-------- Records shown --------
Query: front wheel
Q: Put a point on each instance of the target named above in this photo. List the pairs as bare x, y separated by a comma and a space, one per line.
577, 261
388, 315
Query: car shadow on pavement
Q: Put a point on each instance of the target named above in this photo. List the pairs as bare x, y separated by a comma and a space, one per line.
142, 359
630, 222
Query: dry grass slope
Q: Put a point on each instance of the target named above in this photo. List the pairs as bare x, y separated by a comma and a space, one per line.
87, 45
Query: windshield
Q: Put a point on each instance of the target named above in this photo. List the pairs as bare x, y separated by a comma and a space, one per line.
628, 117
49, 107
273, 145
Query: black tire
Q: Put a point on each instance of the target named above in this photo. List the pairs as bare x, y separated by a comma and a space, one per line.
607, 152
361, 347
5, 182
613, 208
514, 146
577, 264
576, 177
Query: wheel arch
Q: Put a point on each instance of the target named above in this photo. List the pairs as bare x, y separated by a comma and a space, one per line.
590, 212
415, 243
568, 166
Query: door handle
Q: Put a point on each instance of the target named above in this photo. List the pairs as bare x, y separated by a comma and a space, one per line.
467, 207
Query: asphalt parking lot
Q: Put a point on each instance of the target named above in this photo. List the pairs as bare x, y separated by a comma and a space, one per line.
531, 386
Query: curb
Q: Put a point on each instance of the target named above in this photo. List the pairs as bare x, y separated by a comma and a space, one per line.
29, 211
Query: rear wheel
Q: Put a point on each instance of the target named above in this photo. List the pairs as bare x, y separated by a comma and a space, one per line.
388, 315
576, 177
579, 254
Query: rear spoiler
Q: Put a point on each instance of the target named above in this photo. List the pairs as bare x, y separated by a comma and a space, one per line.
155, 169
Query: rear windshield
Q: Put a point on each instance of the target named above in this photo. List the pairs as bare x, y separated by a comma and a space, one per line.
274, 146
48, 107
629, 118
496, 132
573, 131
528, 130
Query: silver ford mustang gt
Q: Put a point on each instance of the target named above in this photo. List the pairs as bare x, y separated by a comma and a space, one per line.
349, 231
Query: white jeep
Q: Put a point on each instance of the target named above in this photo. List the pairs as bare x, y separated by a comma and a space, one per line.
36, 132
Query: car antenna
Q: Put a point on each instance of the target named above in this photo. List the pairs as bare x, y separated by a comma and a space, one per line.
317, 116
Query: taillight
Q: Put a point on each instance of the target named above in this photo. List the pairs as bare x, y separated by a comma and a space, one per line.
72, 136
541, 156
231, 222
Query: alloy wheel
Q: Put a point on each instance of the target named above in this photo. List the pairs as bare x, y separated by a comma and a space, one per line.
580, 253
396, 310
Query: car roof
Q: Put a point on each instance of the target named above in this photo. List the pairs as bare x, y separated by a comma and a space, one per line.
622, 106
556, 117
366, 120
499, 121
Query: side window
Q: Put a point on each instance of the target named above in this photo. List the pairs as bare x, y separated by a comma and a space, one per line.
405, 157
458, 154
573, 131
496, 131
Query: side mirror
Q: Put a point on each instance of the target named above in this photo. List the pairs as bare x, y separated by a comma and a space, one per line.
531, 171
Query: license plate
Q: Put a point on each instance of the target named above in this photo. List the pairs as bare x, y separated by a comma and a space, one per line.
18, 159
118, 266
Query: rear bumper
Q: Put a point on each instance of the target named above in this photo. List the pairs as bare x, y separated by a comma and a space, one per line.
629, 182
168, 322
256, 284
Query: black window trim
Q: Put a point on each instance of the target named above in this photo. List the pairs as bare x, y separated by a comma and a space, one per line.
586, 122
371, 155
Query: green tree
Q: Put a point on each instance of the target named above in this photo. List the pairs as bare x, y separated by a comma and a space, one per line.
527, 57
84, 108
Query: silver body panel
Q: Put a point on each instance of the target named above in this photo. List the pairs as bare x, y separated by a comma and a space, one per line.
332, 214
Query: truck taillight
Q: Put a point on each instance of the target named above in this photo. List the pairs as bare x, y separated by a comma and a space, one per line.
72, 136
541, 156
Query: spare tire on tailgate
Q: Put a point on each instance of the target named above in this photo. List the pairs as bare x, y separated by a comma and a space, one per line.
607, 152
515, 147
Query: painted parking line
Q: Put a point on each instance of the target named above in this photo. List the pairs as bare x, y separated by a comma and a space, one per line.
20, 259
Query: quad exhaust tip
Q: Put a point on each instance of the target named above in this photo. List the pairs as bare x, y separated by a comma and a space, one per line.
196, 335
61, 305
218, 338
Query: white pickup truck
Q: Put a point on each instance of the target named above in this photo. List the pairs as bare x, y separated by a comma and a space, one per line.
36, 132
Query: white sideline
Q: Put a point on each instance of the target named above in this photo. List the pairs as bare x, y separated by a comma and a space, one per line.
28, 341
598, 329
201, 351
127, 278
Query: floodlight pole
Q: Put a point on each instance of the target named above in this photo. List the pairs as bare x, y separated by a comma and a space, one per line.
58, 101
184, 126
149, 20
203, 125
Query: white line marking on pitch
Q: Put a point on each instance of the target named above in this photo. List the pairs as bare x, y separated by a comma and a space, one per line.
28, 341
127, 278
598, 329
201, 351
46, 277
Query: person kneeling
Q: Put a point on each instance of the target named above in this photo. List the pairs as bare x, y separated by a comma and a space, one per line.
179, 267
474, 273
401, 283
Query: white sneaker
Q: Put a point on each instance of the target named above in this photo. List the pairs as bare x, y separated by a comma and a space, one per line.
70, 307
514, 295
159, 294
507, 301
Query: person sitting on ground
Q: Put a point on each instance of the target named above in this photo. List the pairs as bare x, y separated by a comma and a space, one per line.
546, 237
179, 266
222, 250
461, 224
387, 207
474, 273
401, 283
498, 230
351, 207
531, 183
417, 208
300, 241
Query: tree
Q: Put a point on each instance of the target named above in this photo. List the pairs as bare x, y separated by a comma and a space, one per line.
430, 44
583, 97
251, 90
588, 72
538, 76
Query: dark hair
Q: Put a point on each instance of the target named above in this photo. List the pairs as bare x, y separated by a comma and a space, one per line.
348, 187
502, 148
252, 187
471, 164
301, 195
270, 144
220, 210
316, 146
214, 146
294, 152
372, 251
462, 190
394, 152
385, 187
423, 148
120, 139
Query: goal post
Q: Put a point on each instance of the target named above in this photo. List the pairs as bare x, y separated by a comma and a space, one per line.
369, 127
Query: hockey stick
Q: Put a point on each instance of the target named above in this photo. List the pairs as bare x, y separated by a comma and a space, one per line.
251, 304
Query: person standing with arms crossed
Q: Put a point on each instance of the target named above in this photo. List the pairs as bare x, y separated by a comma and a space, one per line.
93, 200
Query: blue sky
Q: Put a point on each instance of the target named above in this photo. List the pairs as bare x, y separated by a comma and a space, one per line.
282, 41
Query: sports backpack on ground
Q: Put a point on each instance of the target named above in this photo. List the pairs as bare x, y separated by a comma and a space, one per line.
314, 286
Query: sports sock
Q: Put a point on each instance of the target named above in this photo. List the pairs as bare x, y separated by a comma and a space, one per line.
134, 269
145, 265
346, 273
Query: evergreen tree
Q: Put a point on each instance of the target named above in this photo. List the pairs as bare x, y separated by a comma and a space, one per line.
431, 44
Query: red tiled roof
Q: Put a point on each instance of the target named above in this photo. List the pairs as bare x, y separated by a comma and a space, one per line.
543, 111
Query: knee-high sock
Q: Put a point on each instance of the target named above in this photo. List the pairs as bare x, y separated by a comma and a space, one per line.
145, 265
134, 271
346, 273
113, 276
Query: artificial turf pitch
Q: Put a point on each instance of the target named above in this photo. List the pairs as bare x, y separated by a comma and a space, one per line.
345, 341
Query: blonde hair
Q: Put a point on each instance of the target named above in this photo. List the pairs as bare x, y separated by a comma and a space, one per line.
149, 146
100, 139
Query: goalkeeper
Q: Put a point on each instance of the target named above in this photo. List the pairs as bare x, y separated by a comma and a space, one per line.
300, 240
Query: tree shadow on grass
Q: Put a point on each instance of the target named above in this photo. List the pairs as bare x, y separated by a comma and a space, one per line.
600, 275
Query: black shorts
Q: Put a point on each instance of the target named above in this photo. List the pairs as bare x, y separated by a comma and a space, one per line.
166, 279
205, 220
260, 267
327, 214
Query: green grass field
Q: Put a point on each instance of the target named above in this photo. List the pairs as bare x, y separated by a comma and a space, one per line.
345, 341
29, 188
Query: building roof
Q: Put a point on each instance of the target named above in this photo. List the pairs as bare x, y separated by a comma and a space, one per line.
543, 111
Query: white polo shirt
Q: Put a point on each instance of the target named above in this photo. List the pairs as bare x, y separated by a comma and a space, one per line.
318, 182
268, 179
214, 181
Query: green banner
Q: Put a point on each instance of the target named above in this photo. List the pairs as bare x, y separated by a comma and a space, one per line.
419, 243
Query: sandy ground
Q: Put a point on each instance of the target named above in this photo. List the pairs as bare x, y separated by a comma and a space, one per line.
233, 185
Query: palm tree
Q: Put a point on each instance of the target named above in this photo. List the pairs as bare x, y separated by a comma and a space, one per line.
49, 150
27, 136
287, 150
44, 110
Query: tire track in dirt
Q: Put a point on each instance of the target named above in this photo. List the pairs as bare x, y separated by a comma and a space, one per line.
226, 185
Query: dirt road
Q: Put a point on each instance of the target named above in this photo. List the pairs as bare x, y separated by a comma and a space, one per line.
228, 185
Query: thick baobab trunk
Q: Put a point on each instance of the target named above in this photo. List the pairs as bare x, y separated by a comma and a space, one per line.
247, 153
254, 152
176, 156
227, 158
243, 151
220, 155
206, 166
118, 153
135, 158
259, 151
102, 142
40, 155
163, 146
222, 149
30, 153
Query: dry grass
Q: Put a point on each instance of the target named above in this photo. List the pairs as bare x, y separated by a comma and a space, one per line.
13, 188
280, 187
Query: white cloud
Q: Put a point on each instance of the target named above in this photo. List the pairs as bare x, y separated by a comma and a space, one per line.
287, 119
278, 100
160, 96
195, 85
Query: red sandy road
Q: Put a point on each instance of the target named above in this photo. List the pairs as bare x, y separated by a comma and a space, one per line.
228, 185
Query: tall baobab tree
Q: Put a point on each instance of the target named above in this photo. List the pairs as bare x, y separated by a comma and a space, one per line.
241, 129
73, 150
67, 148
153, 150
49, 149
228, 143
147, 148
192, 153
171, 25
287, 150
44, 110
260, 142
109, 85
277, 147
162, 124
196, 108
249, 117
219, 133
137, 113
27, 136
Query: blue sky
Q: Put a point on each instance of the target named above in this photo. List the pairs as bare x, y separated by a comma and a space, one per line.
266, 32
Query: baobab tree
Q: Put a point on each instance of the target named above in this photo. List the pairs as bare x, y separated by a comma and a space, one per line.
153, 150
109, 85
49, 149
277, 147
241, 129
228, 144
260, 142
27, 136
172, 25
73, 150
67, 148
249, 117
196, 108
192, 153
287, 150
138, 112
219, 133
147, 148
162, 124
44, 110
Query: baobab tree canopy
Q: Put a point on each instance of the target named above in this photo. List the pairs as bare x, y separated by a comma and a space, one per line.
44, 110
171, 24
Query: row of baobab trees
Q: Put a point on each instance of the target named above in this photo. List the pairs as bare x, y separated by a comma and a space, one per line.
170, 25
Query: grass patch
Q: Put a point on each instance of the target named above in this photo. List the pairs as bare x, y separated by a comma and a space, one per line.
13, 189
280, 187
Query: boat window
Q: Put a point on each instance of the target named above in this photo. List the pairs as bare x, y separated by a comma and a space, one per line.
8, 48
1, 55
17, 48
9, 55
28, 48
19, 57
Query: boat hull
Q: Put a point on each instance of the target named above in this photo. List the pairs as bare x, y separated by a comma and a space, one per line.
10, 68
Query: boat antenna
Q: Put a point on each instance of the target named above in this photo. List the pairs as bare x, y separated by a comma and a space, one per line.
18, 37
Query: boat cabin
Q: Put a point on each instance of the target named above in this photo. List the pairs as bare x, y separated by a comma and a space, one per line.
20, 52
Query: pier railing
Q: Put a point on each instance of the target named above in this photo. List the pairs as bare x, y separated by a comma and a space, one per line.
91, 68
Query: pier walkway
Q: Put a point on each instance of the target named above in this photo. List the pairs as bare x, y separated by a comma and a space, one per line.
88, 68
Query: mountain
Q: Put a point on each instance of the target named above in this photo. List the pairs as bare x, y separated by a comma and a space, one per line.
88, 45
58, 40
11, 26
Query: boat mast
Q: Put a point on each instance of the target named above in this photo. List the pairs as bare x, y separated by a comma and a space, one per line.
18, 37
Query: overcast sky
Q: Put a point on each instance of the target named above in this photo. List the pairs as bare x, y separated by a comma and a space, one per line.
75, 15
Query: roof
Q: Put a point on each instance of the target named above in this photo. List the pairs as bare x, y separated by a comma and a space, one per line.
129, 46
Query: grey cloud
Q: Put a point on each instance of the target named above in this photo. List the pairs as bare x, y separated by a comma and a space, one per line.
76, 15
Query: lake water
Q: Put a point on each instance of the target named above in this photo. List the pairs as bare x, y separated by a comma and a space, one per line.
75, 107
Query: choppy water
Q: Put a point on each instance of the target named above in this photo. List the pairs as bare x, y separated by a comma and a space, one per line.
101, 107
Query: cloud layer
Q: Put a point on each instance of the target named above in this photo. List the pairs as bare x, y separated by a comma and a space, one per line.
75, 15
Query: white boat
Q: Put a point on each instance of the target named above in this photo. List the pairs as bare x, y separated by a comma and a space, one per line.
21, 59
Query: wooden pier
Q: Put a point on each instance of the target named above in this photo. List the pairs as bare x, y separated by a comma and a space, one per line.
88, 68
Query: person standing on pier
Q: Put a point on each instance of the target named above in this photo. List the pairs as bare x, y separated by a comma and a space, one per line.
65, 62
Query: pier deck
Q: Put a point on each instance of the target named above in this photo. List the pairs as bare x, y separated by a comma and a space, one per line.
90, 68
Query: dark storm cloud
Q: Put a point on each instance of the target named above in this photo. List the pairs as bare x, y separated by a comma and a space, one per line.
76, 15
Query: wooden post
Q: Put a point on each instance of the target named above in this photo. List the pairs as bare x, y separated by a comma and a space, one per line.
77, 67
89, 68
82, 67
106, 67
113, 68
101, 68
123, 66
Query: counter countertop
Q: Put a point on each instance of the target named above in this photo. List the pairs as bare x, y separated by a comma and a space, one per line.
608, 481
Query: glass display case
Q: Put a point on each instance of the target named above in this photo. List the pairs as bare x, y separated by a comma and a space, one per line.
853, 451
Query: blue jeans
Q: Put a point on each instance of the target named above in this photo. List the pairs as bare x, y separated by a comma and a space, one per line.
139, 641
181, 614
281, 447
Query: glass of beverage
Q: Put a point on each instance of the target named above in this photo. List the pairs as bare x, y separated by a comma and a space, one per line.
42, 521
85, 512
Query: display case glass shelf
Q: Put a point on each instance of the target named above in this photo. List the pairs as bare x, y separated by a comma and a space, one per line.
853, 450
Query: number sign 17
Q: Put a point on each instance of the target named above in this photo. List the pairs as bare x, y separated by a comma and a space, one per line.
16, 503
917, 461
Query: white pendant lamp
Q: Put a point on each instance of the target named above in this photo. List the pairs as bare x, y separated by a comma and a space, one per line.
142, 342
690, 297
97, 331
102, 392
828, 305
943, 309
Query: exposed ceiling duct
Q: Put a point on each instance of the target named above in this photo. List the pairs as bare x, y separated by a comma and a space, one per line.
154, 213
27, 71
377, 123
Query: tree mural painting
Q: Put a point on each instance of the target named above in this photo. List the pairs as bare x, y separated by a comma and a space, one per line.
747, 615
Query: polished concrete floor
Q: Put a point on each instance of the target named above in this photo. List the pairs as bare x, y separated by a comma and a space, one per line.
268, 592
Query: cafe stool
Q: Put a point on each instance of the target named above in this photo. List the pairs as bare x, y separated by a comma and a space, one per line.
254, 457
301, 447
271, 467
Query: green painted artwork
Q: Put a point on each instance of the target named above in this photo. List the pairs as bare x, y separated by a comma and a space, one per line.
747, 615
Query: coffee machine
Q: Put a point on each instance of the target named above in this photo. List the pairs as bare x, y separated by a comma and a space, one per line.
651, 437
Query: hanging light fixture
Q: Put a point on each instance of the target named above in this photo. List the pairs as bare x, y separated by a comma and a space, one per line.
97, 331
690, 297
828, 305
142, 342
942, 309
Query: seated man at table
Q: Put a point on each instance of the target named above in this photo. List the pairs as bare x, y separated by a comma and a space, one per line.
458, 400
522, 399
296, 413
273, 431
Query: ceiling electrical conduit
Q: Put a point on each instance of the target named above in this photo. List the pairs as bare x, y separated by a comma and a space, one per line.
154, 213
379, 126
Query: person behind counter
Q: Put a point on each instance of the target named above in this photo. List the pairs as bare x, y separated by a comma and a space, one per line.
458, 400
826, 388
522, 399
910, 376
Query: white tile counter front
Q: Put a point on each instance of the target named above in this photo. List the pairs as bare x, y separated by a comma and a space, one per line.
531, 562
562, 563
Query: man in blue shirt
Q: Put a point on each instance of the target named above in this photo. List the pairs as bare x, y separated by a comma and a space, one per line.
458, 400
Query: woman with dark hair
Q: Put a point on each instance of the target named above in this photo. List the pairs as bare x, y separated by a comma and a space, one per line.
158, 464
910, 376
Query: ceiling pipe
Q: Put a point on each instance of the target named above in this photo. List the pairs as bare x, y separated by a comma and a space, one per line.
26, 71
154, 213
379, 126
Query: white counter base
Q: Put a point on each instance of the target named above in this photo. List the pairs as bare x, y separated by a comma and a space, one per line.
--------
» **Work required**
Starting with the line that contains "Query: coffee machine", return each line through the last one of the data above, exactly as written and nothing more.

» **Answer to the exercise**
Query: coffee machine
Q: Put a point on each instance of the target named above in this photo. List the pairs as bare x, y separated by a comma and a space, one per line.
651, 437
Query: hanging light fixture
Q: Put a point on each instance of the target named above in this photo. List the pairs as bare x, y separated by a comma and a space, one per line.
97, 331
690, 297
828, 305
142, 342
942, 309
Query: seated man at table
Q: Put a point on each instance of the target named above in this photo. List the pairs as bare x, y separated by a comma and a space, one per line.
458, 400
522, 399
296, 413
273, 431
Query: ceiling electrical conduit
Q: Put a point on each instance of the target named above in this photo. List the pairs as bare x, y separated by a comma and a space, one per line.
154, 213
379, 126
Query: person behind counter
Q: Put a point on each instance of the target named above in this photo. List the pairs as bare x, y separated by a comma and a space, one per line.
458, 400
826, 388
522, 399
910, 376
Query: white tile counter front
Q: Put a point on each instance of the target named above in this photo. List the pairs as bare x, y separated by a comma and a space, one per line.
531, 562
562, 563
Query: man in blue shirt
Q: Put a point on each instance of the target named above in this photo. List the pairs as bare x, y separated by a comma and a space, one per line.
458, 400
Query: woman with dark hair
Q: Put a point on each instance of the target named above in this photo. List the pairs as bare x, y separated by a comma and a space, one per line.
158, 464
910, 376
Query: ceiling pipe
Q: Put a point on each instance of the target named above in this photo. List the pairs as bare x, y separated by a comma and a space, one per line.
26, 71
154, 213
379, 126
Query: white counter base
Q: Put a point on each instance of the target named above in this photo. List the pairs as bare x, y separated by a comma and a space, one per line.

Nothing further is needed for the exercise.